* Action item *
Having read the records, set them all down exactly as they appear.

Available data below:

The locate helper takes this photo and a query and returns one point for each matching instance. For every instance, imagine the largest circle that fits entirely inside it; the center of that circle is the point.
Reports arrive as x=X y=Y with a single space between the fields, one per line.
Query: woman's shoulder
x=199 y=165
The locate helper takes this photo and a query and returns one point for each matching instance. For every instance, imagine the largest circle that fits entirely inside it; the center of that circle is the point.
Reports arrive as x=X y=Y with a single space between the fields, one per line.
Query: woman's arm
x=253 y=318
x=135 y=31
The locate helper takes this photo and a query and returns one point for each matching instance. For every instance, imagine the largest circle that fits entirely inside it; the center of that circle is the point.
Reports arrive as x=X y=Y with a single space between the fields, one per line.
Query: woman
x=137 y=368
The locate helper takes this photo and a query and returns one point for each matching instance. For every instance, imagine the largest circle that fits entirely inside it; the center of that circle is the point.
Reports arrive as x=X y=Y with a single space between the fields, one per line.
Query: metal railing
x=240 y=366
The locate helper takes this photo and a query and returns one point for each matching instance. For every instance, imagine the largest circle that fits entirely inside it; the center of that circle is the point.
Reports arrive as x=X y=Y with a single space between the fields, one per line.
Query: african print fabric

End of Available data.

* Exercise solution *
The locate helper takes this photo and a query and returns one point for each matching instance. For every instance, imagine the largest circle that fits entirely inside it; the center of that circle is the point.
Reports arrive as x=X y=Y with a single space between the fields, one per line.
Query: woman's shoulder
x=199 y=165
The locate helper takes this photo and a query and returns one point for each matching instance. For every instance, imagine the largest circle that fits entirely inside it; the center of that circle is the point.
Reports arrive as x=X y=Y with a single space between the fields, one per line.
Query: woman's arm
x=253 y=318
x=135 y=31
The locate helper takes this photo and a query and returns one point for each matching instance. For every instance, imagine the largest circle that fits entirely inside it; the center of that circle is the point.
Reports arrive as x=X y=Y with a single space between the fields, one per line.
Query: woman
x=137 y=368
The locate helper takes this photo and a query and returns one point for each matching instance. For every instance, imagine the largest circle that fits entirely inside it; the center of that circle is the point.
Reports arrive as x=X y=Y with a single space between the fields, one per line.
Query: metal railing
x=240 y=366
The locate helper takes this photo and a query and returns one point for each matching instance. For every instance, imagine the largest circle that fits entirely inside it; the center of that circle is the point.
Reports arrive as x=X y=Y with a single space between the fields, one per line.
Query: african print fabric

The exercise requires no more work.